Labeled area outline entries:
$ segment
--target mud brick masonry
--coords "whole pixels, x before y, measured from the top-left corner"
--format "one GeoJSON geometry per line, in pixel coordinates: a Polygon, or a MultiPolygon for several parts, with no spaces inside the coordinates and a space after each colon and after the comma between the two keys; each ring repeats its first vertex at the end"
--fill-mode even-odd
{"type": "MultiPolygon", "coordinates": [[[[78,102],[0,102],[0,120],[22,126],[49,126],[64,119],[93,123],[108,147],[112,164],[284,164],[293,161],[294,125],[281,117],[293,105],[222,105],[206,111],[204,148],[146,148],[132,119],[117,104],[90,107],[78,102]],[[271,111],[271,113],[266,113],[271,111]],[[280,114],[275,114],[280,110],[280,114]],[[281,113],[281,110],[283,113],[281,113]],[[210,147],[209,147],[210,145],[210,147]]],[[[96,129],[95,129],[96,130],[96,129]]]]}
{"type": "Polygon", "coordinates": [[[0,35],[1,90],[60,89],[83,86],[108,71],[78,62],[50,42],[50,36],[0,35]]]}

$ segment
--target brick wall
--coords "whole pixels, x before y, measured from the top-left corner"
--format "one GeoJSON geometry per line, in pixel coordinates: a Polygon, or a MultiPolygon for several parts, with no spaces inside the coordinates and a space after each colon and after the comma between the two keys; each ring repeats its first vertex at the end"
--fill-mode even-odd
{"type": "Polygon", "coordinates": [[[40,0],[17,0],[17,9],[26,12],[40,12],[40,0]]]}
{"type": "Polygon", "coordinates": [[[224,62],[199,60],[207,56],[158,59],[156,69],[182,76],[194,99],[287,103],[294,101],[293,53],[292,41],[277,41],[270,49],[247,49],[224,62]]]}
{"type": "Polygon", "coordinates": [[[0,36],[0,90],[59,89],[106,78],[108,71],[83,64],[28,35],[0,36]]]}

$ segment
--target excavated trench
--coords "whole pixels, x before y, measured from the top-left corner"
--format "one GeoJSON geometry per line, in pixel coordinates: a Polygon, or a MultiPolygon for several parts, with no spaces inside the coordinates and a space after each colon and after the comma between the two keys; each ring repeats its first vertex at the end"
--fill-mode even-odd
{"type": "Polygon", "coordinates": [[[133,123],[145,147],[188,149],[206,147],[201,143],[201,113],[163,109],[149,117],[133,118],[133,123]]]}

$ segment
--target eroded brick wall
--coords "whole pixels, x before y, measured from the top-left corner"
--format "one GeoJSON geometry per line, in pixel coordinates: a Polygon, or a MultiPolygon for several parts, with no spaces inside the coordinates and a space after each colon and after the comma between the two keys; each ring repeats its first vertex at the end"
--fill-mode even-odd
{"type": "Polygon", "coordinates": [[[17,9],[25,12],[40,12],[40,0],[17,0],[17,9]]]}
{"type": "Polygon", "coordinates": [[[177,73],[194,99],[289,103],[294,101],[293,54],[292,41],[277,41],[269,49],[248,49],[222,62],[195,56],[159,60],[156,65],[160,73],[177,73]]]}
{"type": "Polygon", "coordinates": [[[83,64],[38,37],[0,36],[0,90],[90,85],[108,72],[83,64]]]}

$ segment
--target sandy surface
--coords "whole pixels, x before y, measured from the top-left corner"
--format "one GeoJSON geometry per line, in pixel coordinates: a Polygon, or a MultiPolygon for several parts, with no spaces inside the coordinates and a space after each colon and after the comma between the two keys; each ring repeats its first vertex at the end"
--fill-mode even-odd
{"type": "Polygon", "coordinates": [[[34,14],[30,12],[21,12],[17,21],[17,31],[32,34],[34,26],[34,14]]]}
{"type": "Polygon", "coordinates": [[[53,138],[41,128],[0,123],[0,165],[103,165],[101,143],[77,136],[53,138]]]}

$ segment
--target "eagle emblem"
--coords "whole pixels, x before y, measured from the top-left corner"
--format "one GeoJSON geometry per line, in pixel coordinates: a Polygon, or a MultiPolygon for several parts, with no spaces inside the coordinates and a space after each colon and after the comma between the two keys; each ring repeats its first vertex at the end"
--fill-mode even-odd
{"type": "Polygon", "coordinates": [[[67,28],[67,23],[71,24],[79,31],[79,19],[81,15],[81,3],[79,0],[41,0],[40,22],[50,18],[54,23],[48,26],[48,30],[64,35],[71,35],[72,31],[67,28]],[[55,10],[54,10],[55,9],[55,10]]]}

* * *

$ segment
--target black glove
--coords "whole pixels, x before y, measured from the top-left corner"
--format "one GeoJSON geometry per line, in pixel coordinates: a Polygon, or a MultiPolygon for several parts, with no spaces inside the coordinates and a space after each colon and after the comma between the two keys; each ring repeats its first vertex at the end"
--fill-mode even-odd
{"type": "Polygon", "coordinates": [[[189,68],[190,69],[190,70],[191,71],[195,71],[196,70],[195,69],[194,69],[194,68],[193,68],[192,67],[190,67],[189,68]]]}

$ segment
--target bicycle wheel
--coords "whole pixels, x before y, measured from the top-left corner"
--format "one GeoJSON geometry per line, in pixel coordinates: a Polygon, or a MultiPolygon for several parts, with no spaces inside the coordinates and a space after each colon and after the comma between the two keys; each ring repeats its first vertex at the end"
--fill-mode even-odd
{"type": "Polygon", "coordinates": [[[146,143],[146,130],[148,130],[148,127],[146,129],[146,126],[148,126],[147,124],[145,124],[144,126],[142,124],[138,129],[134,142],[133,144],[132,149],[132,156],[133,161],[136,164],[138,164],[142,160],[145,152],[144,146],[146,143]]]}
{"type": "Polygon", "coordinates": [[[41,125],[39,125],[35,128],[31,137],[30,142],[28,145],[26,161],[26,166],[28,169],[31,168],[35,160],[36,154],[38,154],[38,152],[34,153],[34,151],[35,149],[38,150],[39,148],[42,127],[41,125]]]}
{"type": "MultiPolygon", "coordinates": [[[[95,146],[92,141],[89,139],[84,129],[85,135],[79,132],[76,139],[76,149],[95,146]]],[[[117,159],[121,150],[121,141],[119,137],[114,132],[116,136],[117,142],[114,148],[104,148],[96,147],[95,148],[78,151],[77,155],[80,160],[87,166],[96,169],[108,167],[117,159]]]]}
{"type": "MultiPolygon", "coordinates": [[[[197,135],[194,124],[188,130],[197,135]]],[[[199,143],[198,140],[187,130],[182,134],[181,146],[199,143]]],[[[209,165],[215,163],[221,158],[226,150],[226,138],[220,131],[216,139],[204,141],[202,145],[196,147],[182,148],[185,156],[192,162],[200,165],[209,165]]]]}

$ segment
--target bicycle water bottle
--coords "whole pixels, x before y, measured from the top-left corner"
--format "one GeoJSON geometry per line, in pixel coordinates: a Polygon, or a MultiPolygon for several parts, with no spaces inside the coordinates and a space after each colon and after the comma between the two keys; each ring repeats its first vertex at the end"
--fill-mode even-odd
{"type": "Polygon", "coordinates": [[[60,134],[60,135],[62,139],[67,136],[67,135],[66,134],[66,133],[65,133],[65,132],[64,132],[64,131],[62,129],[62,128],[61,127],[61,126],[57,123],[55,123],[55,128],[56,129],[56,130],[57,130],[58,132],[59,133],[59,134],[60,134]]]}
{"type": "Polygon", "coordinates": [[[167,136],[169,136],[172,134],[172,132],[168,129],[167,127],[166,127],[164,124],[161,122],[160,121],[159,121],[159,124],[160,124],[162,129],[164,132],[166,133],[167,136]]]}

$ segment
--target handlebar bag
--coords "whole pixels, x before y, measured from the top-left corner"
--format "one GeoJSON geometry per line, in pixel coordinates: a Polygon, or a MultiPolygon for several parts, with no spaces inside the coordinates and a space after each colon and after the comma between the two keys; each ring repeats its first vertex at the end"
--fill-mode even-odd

==

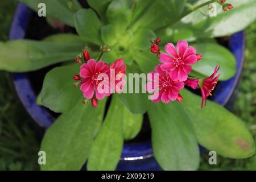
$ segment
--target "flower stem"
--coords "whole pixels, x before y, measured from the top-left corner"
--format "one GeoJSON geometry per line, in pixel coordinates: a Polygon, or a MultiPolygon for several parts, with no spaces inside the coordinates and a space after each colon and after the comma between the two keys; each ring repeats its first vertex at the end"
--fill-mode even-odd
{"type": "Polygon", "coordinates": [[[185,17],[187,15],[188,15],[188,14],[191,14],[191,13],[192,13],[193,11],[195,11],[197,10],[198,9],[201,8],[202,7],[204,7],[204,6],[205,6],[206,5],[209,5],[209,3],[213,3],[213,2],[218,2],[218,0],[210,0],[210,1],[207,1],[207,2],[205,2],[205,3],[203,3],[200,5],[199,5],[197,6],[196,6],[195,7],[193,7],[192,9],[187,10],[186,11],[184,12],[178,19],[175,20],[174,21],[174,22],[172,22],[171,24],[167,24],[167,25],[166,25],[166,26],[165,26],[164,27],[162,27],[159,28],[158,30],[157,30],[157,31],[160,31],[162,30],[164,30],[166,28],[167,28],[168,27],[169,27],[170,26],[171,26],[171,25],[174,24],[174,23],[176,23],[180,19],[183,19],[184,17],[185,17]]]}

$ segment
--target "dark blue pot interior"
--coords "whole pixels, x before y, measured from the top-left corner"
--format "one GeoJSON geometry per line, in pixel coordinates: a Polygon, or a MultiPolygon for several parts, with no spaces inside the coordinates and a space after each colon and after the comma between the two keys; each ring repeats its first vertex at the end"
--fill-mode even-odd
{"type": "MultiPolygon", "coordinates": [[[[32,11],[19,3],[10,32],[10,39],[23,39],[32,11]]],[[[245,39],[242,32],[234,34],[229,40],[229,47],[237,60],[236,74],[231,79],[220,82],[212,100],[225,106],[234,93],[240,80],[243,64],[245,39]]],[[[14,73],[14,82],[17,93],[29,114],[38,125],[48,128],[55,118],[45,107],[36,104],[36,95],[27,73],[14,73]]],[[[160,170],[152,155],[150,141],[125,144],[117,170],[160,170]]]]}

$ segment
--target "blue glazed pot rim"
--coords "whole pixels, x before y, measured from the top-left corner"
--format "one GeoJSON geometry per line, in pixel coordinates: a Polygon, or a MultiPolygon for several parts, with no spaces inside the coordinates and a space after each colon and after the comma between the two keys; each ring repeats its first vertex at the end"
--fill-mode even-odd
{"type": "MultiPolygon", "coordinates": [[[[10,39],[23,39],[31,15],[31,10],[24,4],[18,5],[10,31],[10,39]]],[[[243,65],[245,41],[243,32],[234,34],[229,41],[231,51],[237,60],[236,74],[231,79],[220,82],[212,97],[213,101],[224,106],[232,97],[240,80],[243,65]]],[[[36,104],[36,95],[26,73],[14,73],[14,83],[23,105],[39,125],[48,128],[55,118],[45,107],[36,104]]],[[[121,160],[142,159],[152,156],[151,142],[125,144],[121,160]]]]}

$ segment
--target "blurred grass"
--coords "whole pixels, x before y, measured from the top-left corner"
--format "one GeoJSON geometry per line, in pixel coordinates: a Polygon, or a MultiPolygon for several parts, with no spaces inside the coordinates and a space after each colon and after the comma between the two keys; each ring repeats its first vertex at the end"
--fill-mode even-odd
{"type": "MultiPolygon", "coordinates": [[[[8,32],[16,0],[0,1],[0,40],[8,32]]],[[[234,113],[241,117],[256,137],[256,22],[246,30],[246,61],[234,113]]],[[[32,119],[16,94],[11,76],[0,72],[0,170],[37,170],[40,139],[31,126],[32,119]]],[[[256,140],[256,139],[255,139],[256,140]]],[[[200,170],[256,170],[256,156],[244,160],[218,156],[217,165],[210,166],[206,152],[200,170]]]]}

■ What needs to be done ■
From the rows above, pull out every line containing the string "brick", matching case exactly.

■ Response ■
--target mud brick masonry
--target brick wall
--target eroded brick wall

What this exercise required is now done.